== 抜粋 ==
一連の投稿によりネットユーザーからは、「問題点すら気づけずに、無意識のうちに『配慮に欠ける言動』をしてしまう企業体質なのか」といった疑念が湧いている。これを解消するには、投稿そのものの謝罪に加えて、企業としての考え方も示す必要がある。

「日本人の国民性の表れ」と誤認されてもおかしくない

日本と台湾には正式な国交がないが、非政府間の実務関係を維持しており、民間レベルでは交流が盛んだ。とくに災害時は協力関係を築くことも珍しくない。2011年の東日本大震災では、台湾から多額の寄付があったことは広く知られている。それに対する「恩返し」もまた、ことあるごとに日本から行われている。
===
_小問 1:_
次の(a)〜(c)が抜粋の内容と合っているかをそれぞれ「はい」か「いいえ」で答え、判断の決め手となる本文の語句を引用しなさい。(a) 日本と台湾には正式な国交がある。(b) 東日本大震災の際、台湾から多額の寄付があった。(c) ネットユーザーの疑念を解消するには、投稿の謝罪だけで足りる。
_小問 2:_
日本と台湾の関係を述べた抜粋を、最後の文の後から書き継ぎなさい。
== データ抜粋 ==
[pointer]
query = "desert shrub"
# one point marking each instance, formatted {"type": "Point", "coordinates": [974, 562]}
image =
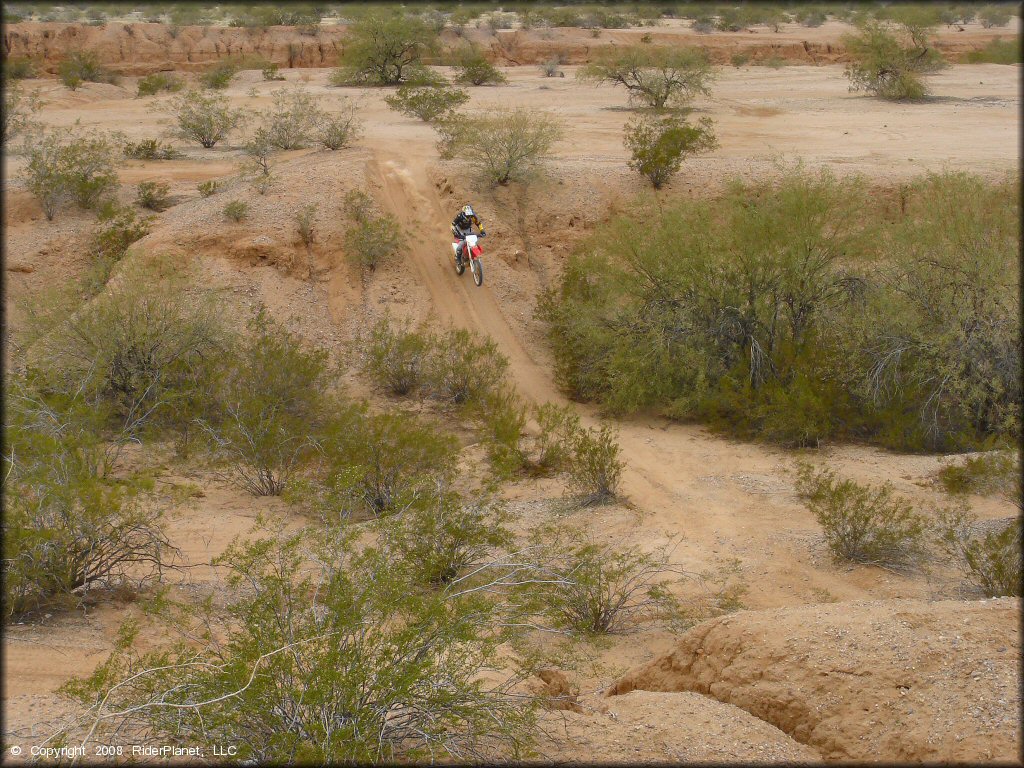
===
_解答 1:_
(a) いいえ。「日本と台湾には正式な国交がないが」
(b) はい。「2011年の東日本大震災では、台湾から多額の寄付があったことは広く知られている」
(c) いいえ。「投稿そのものの謝罪に加えて、企業としての考え方も示す必要がある」

_解答 2:_
それはセブンも同様だ。2024年4月に発生した台湾東部沖地震では、「セブン-イレブン」店舗での募金を受け付け、17日間で約8322万円を集めた。一人ひとりは少額であったとしても、込められた思いは、金額では代えられない。そうした消費者や現場の思いを、1つの投稿でなきものにしてしまう可能性があると、どこかで気づかなかったのだろうか。

セブン-イレブンは、ルーツこそはアメリカ企業だが、いまや「日系のグローバル企業」として認識されている。世界的な影響力を持つ存在だからこそ、その言動が「日本人の国民性の表れだ」と誤認される可能性があることを肝に銘じなくてはならない。その点において、今回の一連の対応こそが、まさに配慮に欠けていると言わざるをえないだろう。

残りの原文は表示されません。